-- begin Task data --

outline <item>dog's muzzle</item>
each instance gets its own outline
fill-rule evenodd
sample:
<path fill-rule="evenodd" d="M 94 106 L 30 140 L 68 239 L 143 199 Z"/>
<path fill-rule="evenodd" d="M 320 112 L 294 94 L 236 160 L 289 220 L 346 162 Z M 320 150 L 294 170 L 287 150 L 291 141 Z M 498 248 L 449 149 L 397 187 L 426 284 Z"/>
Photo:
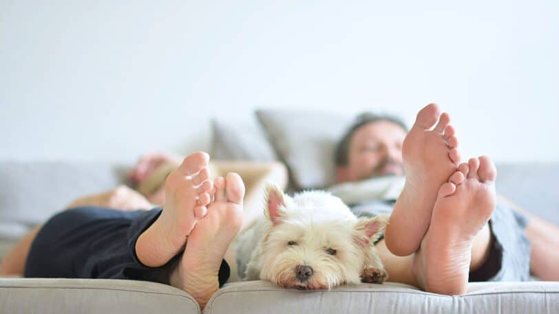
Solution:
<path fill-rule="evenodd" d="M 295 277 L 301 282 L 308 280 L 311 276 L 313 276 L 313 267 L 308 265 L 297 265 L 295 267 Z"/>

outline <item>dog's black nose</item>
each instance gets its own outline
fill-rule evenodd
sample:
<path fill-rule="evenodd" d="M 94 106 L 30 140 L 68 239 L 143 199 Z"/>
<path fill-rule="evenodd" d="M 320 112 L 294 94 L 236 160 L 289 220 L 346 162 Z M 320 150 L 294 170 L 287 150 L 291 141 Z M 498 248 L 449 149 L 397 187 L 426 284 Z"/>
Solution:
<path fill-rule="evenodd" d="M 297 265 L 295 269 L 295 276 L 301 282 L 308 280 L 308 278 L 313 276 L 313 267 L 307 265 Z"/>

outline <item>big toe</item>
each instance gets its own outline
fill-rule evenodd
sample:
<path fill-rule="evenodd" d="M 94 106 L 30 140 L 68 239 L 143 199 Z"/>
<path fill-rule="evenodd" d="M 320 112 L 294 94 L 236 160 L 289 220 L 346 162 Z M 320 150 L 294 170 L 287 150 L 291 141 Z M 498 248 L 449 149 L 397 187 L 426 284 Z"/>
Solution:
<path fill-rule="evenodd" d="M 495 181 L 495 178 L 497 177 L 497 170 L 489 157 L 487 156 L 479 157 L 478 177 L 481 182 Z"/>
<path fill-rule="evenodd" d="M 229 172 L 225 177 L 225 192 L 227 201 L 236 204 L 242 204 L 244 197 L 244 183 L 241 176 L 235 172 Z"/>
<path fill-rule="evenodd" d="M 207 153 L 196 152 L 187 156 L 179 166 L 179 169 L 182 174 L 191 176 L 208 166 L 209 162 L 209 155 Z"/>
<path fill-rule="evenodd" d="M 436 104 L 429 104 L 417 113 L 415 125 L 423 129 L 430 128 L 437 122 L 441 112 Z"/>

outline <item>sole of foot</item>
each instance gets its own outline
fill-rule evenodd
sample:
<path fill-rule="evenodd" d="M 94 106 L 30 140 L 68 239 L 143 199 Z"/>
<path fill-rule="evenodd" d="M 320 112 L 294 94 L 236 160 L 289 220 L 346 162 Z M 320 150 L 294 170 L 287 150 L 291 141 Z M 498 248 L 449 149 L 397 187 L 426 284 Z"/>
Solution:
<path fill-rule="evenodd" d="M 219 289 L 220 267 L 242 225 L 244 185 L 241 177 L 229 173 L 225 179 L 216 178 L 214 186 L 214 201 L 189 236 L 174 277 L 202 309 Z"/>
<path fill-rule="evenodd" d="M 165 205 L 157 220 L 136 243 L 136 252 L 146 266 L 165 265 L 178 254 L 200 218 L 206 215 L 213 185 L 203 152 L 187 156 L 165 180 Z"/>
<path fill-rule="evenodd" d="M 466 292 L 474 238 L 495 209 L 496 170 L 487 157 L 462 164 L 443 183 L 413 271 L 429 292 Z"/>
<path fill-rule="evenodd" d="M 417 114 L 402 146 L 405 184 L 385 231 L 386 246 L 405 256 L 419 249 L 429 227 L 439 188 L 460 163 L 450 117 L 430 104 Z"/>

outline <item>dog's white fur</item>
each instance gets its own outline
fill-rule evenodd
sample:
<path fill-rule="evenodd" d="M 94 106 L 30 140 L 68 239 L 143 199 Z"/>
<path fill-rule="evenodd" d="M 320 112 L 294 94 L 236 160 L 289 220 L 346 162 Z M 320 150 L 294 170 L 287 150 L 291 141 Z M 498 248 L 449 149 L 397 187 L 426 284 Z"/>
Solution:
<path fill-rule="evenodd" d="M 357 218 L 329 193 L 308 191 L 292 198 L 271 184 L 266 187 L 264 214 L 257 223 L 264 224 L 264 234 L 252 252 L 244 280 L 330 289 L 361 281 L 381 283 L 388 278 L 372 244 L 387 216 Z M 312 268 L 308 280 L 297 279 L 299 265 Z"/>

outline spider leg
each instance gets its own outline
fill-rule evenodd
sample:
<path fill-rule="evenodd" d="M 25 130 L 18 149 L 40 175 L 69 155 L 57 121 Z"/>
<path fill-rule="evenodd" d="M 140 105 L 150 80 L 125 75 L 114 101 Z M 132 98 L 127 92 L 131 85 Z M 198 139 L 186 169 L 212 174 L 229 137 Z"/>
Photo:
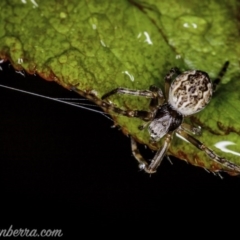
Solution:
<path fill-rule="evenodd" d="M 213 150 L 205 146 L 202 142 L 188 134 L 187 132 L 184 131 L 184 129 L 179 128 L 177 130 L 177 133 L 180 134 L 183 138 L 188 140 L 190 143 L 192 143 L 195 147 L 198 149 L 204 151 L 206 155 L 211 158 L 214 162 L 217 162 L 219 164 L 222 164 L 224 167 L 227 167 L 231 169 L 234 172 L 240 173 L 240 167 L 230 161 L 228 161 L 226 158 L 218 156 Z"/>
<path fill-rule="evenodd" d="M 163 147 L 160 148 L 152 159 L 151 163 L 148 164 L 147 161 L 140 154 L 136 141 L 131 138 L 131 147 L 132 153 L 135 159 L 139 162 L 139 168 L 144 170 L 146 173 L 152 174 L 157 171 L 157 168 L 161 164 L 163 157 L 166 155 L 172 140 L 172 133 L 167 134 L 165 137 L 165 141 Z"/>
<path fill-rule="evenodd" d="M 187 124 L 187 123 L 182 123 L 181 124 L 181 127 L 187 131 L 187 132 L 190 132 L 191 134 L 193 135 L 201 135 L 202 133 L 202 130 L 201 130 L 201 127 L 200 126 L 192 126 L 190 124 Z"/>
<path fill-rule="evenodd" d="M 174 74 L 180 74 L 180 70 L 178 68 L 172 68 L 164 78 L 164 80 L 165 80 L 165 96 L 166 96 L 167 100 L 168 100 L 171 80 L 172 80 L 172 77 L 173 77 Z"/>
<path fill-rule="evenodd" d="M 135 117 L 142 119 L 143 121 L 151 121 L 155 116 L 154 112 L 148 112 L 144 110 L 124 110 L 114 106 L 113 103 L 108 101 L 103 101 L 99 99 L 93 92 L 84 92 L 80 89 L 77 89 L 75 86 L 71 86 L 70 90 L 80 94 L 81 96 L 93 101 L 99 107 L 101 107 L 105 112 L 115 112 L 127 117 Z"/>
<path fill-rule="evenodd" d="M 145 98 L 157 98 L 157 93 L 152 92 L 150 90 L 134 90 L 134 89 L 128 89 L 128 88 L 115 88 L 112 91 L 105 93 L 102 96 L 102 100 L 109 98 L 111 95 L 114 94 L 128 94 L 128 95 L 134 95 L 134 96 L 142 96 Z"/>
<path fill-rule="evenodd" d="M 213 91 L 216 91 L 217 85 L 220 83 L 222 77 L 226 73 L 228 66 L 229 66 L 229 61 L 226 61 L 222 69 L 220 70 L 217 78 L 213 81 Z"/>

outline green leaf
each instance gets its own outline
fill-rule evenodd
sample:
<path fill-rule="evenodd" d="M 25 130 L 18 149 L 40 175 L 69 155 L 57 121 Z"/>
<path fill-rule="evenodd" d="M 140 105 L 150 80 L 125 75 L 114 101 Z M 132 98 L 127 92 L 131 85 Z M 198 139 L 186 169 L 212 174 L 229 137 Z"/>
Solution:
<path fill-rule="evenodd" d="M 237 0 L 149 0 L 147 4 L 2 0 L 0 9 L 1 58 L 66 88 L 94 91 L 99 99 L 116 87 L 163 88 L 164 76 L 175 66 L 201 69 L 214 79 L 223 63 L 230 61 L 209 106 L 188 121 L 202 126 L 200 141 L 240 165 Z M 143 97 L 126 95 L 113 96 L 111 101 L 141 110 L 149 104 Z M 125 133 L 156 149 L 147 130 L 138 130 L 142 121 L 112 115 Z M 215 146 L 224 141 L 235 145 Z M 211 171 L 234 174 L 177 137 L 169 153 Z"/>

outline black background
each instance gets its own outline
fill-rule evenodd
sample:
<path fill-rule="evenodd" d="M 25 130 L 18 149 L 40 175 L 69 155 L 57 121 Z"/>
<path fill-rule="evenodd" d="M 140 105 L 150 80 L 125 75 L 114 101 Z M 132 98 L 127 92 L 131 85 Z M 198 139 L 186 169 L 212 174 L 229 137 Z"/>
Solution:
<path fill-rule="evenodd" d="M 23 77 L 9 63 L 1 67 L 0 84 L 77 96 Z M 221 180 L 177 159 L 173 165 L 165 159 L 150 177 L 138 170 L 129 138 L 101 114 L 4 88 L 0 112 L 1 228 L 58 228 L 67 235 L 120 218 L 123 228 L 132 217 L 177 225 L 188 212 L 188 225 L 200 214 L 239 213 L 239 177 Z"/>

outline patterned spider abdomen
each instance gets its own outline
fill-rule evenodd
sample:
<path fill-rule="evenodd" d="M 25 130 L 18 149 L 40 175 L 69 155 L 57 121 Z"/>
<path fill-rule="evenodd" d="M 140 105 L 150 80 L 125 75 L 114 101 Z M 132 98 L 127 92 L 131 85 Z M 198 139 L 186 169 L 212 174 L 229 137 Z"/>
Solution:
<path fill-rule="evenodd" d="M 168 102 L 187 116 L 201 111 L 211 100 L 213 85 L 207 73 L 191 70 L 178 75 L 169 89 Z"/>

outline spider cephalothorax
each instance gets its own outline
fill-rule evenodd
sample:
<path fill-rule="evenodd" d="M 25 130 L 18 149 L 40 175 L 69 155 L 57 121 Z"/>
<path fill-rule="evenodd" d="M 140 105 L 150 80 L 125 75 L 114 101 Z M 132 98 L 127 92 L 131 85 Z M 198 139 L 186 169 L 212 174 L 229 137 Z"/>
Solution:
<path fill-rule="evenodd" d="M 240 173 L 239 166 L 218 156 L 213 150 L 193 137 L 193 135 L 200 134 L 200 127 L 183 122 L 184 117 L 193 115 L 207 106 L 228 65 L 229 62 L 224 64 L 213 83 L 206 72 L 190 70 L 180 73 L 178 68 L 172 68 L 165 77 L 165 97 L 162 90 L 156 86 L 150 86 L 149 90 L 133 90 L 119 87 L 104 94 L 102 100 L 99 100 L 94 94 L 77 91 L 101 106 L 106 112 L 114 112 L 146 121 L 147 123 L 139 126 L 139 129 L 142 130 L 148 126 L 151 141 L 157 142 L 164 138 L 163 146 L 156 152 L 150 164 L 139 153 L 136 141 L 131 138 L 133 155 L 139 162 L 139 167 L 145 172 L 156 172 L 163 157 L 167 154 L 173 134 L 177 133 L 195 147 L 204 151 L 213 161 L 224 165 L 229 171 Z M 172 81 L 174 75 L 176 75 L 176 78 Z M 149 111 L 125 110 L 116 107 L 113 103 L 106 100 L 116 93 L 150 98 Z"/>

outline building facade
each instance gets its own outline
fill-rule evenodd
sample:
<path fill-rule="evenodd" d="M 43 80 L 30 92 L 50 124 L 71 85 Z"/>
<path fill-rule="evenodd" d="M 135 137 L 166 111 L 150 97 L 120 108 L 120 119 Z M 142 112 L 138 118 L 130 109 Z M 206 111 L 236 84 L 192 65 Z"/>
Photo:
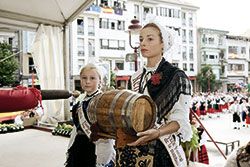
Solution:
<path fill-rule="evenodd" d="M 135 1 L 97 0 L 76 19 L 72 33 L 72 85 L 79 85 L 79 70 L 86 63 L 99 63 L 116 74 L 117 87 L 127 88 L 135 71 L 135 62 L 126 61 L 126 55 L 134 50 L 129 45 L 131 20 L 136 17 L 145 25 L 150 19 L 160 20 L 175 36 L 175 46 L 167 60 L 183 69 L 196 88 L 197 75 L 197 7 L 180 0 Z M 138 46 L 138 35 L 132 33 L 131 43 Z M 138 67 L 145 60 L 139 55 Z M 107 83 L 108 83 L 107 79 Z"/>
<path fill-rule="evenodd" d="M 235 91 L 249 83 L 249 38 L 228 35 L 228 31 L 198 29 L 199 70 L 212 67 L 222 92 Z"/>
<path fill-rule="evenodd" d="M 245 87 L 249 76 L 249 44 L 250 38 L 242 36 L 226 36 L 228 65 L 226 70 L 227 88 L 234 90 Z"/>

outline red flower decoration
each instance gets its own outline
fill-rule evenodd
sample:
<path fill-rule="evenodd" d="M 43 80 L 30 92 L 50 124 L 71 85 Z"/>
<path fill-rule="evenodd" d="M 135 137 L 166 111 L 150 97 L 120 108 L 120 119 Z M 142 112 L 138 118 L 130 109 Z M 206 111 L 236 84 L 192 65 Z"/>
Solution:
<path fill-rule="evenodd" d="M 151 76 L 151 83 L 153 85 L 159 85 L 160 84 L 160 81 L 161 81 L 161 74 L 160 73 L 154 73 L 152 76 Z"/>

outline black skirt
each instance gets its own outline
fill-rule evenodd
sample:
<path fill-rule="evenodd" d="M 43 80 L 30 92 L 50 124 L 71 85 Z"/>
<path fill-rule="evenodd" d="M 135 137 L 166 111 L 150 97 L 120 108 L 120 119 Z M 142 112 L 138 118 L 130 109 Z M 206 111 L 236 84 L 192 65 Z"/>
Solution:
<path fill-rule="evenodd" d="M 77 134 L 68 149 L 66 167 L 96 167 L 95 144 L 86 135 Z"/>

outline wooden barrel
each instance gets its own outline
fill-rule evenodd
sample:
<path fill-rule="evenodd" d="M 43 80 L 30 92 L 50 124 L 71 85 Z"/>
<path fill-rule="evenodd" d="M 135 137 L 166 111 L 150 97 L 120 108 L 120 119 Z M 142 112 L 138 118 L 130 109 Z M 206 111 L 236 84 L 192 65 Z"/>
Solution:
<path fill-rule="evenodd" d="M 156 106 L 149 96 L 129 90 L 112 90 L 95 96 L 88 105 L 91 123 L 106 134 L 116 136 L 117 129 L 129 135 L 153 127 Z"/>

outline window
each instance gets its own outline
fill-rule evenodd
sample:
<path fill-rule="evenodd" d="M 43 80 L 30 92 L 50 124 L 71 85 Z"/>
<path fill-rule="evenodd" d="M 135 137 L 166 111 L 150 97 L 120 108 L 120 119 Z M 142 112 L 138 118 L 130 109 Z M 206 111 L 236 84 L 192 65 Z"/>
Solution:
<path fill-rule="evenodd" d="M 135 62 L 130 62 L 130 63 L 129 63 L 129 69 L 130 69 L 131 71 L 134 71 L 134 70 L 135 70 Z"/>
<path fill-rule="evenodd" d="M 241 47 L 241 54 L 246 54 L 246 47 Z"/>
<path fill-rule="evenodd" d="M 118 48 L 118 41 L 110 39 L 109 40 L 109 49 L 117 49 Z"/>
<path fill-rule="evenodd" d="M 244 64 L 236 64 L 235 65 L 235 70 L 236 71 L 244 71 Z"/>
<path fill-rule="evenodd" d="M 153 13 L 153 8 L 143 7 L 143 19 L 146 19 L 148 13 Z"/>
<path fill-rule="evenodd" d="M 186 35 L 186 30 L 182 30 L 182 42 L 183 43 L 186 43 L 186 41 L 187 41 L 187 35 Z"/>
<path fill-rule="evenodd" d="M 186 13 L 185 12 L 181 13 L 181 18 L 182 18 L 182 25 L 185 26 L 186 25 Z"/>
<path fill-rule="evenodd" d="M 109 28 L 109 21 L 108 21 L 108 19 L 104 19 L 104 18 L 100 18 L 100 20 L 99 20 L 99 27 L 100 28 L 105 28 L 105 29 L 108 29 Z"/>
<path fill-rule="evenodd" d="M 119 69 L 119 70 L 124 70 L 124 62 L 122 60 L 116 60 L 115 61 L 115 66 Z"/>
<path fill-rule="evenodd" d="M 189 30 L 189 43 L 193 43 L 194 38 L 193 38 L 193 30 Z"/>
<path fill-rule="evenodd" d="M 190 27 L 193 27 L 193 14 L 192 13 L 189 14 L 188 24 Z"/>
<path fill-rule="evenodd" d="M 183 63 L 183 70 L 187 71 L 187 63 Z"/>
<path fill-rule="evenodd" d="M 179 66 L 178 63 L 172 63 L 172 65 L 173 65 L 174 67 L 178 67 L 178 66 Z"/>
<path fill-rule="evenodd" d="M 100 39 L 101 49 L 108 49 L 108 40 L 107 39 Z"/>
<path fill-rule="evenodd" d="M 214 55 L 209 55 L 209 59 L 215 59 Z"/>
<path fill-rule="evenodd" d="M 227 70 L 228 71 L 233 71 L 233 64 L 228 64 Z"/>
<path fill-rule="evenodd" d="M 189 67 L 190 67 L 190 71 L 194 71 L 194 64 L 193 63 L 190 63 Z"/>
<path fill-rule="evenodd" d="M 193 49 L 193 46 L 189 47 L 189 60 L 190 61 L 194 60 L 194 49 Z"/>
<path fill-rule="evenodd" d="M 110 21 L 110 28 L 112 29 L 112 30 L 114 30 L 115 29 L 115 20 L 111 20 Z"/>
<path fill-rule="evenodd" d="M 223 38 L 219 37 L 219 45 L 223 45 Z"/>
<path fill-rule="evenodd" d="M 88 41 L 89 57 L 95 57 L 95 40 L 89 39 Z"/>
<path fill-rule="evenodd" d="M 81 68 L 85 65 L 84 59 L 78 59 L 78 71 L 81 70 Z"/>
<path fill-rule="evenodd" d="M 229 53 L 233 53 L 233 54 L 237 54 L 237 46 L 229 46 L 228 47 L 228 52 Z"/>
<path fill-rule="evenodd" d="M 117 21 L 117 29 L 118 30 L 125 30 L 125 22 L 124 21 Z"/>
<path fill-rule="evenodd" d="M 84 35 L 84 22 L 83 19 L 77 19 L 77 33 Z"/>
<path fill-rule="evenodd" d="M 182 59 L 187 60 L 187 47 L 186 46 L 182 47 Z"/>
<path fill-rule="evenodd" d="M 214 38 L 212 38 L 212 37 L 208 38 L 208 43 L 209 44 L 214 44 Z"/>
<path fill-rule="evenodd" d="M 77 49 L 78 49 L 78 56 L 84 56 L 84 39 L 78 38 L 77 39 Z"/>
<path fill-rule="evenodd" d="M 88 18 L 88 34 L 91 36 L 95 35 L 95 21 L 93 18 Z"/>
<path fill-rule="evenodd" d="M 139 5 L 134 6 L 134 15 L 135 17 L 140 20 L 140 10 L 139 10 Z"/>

-- end Task data --

• [Directive]: Rename "black background" to "dark background" in the lines between the one holding "outline black background" and the one holding "Z M 221 180", inclusive, and give those lines again with nothing else changed.

• [Written reply]:
outline dark background
each instance gets its own outline
fill-rule evenodd
sample:
<path fill-rule="evenodd" d="M 25 130 L 18 149 L 40 175 L 69 155 L 57 121 Z"/>
<path fill-rule="evenodd" d="M 140 105 L 150 80 L 125 75 L 114 101 Z M 132 98 L 127 92 L 131 85 Z M 198 139 L 186 169 L 212 174 L 229 137 Z"/>
Solution:
<path fill-rule="evenodd" d="M 23 77 L 9 63 L 1 67 L 0 84 L 77 96 Z M 221 180 L 177 159 L 173 165 L 165 159 L 150 177 L 138 170 L 129 138 L 101 114 L 4 88 L 0 112 L 1 228 L 58 228 L 67 235 L 120 218 L 123 228 L 132 217 L 177 225 L 188 212 L 188 225 L 200 214 L 239 213 L 239 177 Z"/>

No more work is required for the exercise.